Segment Start: Study material

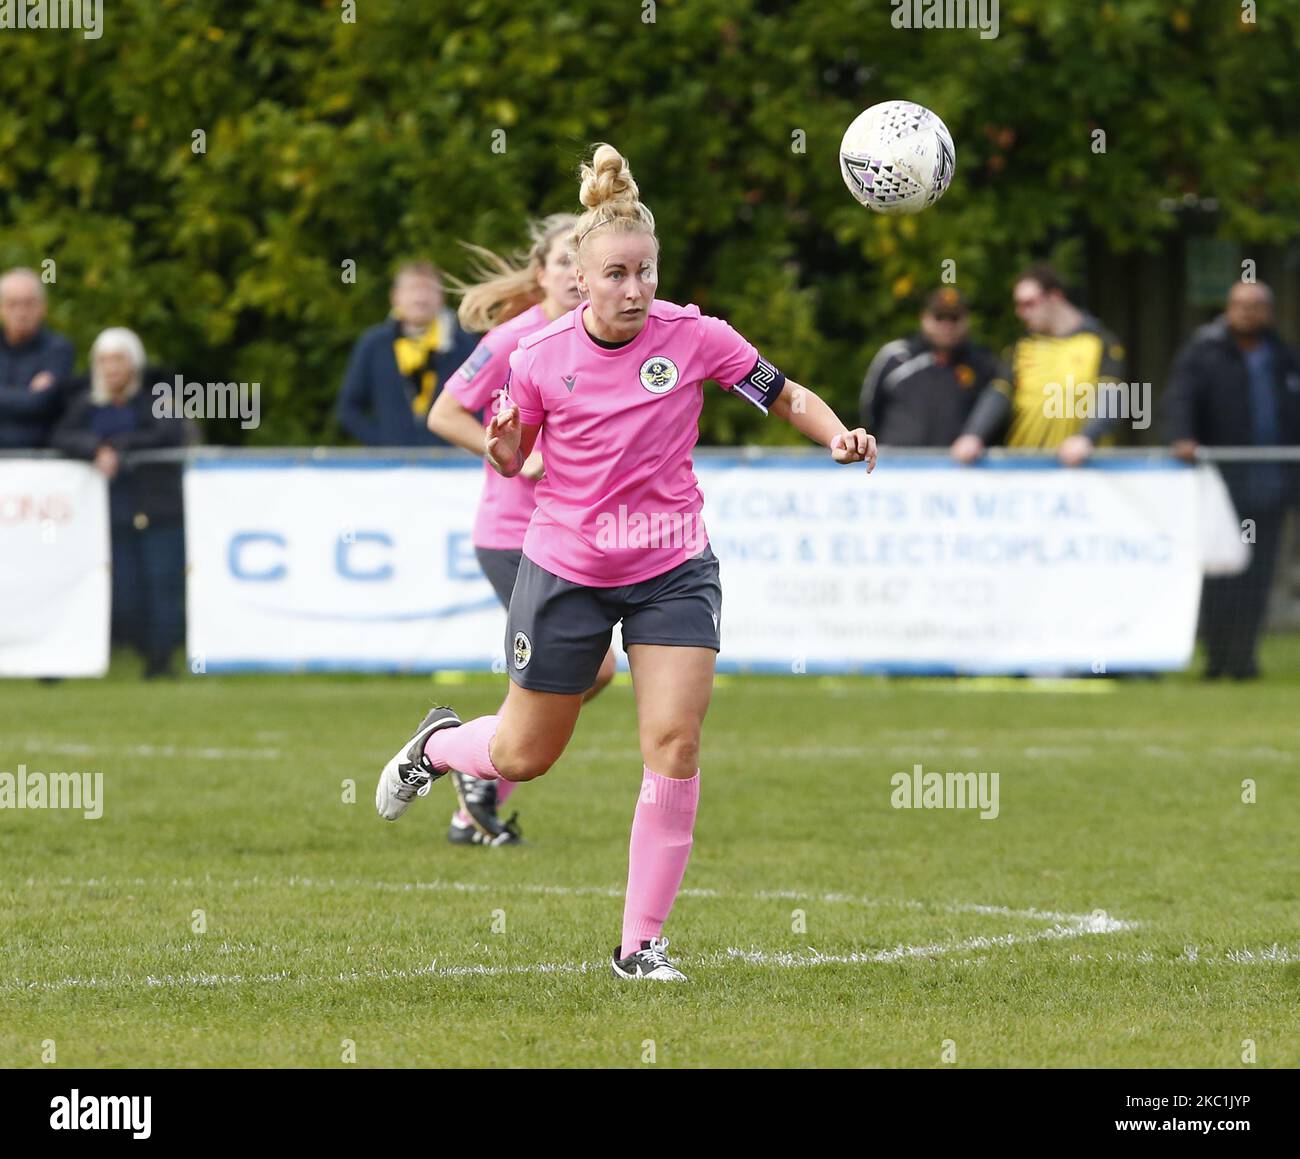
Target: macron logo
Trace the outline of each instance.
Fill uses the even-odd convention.
[[[150,1095],[70,1095],[50,1100],[50,1129],[54,1131],[130,1131],[133,1139],[150,1135]]]
[[[568,389],[569,393],[572,394],[573,384],[578,381],[578,376],[576,374],[562,374],[560,377],[564,379],[565,387]]]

Segment End: Study material

◆ What this task involves ◆
Each record above is to be restated exactly, with its pictures removed from the copy.

◆ Response to the task ◆
Target: macron logo
Trace the outline of each instance.
Fill uses the even-odd convention.
[[[150,1095],[70,1095],[50,1100],[50,1129],[54,1131],[130,1131],[133,1139],[150,1135]]]
[[[568,389],[569,393],[572,394],[573,384],[578,381],[578,376],[576,374],[562,374],[560,377],[564,379],[565,387]]]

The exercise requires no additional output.